BEGIN

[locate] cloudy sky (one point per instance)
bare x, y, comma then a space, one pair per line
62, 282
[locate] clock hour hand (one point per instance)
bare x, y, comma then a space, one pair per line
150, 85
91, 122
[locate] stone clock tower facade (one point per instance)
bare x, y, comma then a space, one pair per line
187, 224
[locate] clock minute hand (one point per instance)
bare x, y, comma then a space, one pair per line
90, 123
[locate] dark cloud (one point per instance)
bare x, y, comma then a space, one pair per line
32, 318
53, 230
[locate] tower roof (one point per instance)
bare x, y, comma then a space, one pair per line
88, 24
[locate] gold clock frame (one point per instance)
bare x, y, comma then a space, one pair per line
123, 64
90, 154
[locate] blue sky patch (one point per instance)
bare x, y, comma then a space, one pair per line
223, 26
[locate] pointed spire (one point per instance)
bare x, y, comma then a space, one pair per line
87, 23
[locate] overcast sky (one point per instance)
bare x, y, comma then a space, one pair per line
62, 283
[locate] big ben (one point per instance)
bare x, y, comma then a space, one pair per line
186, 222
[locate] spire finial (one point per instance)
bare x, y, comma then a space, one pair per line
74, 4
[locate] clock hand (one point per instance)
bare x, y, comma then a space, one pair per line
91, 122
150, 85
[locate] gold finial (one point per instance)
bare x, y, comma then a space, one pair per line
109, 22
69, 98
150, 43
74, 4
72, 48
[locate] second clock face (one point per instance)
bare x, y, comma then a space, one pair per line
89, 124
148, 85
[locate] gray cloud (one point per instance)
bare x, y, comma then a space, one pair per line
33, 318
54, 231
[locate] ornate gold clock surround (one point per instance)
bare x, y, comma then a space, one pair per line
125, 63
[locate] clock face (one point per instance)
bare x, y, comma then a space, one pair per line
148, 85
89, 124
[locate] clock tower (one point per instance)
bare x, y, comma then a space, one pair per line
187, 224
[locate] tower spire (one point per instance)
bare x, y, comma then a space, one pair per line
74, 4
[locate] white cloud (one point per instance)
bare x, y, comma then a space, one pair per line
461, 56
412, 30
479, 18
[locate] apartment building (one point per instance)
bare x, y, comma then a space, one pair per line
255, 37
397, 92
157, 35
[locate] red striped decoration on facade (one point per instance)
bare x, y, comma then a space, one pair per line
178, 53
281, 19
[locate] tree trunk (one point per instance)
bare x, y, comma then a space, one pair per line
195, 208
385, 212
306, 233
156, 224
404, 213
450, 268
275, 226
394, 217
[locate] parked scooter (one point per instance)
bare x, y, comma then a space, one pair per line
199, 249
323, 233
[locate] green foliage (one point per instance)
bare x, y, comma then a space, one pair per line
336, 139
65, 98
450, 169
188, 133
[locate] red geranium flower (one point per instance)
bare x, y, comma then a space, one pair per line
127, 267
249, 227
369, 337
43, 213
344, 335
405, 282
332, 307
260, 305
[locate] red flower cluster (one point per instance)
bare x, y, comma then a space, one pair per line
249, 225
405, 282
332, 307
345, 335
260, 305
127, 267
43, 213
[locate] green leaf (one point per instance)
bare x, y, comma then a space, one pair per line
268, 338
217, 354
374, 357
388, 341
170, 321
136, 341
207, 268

END

▶ _Problem_
Write all of the data above again, exactly as given.

▶ _Result for this task_
[locate] cloudy sky (one point per instance)
bare x, y, comma then a space, one pair per line
62, 282
[locate] clock hour hand (one point per instance)
bare x, y, comma then a space, one pair per line
150, 85
91, 122
[locate] stone clock tower facade (one point per instance)
bare x, y, comma then a space, one pair per line
187, 224
[locate] clock minute hand (one point per instance)
bare x, y, comma then a space, one pair per line
90, 123
[locate] dark cloud (one point per instance)
bare x, y, comma then a space, one pair per line
32, 318
53, 230
[locate] tower roof (one point per instance)
bare x, y, comma then a space, one pair per line
88, 24
[locate] gold clock frame (one point per instance)
bare x, y, comma then a space, one pair per line
123, 64
90, 154
[locate] blue sky patch (one point per instance)
bare x, y, comma then a space, one pair per line
223, 26
[locate] pointed spire (one point per instance)
bare x, y, comma then a space, one pair per line
87, 23
[locate] overcast sky (one point per instance)
bare x, y, comma then a space, one pair per line
62, 283
[locate] big ben (one point per instance)
bare x, y, comma then a space, one pair per line
186, 222
[locate] spire finial (one point per instance)
bare x, y, comma then a space, one pair per line
74, 4
[locate] clock hand (one point per instance)
bare x, y, comma then a space, one pair per line
91, 122
150, 85
[locate] gold finial (one point per instance)
bare x, y, comma then a space, one pair per line
109, 22
69, 98
150, 43
74, 4
72, 48
[locate] second clock face (one point per instance)
bare x, y, comma then a space, one pair per line
89, 124
148, 85
[locate] gray cloud (one point per instance)
bare x, y, comma then a space, one pair per line
33, 318
54, 231
[locate] ornate gold clock surround (one point per instance)
bare x, y, comma then a space, one pair per line
125, 63
[locate] clock face (one point per instance)
bare x, y, comma then a space, one pair per line
148, 85
89, 124
[locate] clock tower (one point per instance)
bare x, y, comma then a space, one pair per line
187, 224
[locate] tower spire (one point per instance)
bare x, y, comma then a space, one pair per line
74, 4
[locate] white cloud (one point per instance)
bare x, y, comma then a space, one pair per line
461, 56
412, 30
479, 18
[locate] apartment building (one point per instance)
bare x, y, comma then a space, one pair per line
255, 37
397, 92
157, 35
[locate] red striped decoration on facade (one point per instance)
bare x, y, comma then a space, one pair per line
178, 53
281, 19
[locate] tree trunk (one point per instance)
bare x, y, comma then a space, one pair per line
195, 208
385, 212
306, 233
156, 224
404, 213
450, 268
275, 226
394, 217
[locate] parked scooter (one point per instance)
bare x, y, comma then a space, one pair per line
199, 249
323, 233
[locate] green foliage (one point per instance)
bare x, y, comma then a space, one pair per line
336, 139
65, 98
450, 169
188, 133
[locate] red geranium flower (one point per instance)
bare x, y, comma then a space, one pair per line
127, 267
249, 227
369, 337
43, 213
344, 335
405, 282
332, 307
260, 305
[locate] red flower cluster (one point per instance)
bare x, y, comma then a space, one pair per line
249, 225
405, 282
332, 307
345, 335
260, 305
127, 267
43, 213
[locate] green leaf (one point per instance)
bare x, y, comma then a space, one pair per line
268, 338
217, 354
374, 357
388, 341
170, 321
136, 341
207, 268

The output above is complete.